Copy the lines below exactly. No picture goes into the copy.

(Records to use)

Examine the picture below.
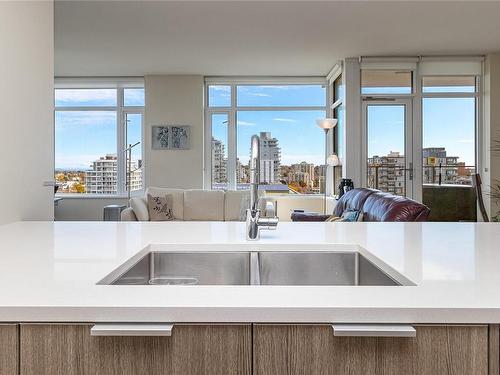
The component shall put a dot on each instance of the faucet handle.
(270, 208)
(269, 223)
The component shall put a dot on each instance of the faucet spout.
(254, 221)
(254, 171)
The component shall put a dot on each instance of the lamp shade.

(End Records to use)

— Solution for this task —
Examine the picture below.
The component shall put a dot on each instance of the faucet handle.
(270, 208)
(269, 223)
The component shall put a dot on each instance of the faucet spout.
(254, 221)
(254, 171)
The component shall put a dot on each instance of the lamp shade.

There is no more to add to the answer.